* _Required tasks_
[a] Answer these questions from the rec center article:
(i) What size and cost of recreation center has the city parks staff seemingly preferred?
(ii) How large is the woods where the recovery committee held its monthly meeting?
(iii) How many trees would the city need to cut down to build on the wooded site?
[b] Duplicate the portion of the rec center article that begins at the words "The wooded site next" and stops after "the other side.".

* _Passage provided_

116 3rd St SE
Cedar Rapids, Iowa 52401
Back to the drawing board on new rec center location?
Nov. 7, 2011 8:30 pm
CEDAR RAPIDS - Almost three and half years after the Floods of 2008, the City Council seems to be getting farther away from a decision of where to build a new recreation center to replace the flood-ruined one in the Time Check neighborhood.
In fact, the council's three-member Flood Recovery Committee on Monday talked about starting the site selection process all over.
For months, the city parks staff's preference seemingly has been to build a 17,000-square-foot, $3.3 million recreation center on open ground near the tennis courts in Ellis Park. Two different groups of nearby residents oppose that option, though.
The recovery committee held its monthly meeting by a 6-acre woods next to Ellis Park east of Ellis Lane that has been one of three potential sites for the facility. Two other sites are in the park itself. Back in September, the committee said it would take the three sites to the full nine-member council for discussion, but that hasn't happened yet.
The wooded site next to the park appears to be more acceptable to both resident groups - Save CR Parks and the Northwest Neighbors Neighborhood Association - than the spot near the tennis courts. Members of Save CR Parks seem to want the rec center farther from their homes on one side of the park, while those in the neighborhood association want it closer to their homes on the other side.
In her presentation to the council committee on Monday, Parks and Recreation Director Julie Sina estimated that it would cost the city some $400,000 more than the project's proposed budget to build in the wooded spot next to the park if the new structure is built one foot above the 100-year flood plain. The cost would jump to about $1 million more if the new building on the wooded site were constructed to survive a flood like the one in 2008.
In addition, the city would need to cut down 30-plus trees to make way for the building there, city officials estimated.

* _Excerpt from a dataset_
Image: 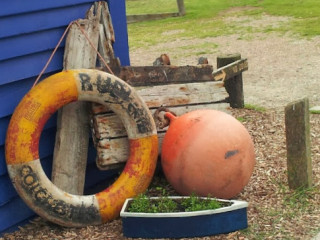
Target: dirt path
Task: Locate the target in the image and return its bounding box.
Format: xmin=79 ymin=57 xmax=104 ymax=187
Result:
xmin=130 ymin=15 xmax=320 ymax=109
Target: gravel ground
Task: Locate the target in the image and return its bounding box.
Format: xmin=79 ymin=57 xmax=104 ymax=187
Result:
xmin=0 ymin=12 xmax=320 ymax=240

--

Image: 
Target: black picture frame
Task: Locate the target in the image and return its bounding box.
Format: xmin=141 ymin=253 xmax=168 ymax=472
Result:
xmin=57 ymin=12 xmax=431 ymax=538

--

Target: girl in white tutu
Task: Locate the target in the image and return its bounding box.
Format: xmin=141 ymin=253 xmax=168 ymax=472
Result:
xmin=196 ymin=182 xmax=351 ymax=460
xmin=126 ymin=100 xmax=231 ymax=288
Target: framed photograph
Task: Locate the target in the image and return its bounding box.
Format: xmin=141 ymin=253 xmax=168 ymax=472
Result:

* _Answers to the problems_
[a]
(i) A 17,000-square-foot, $3.3 million recreation center.
(ii) 6 acres.
(iii) 30-plus trees.

[b]
The wooded site next to the park appears to be more acceptable to both resident groups - Save CR Parks and the Northwest Neighbors Neighborhood Association - than the spot near the tennis courts. Members of Save CR Parks seem to want the rec center farther from their homes on one side of the park, while those in the neighborhood association want it closer to their homes on the other side.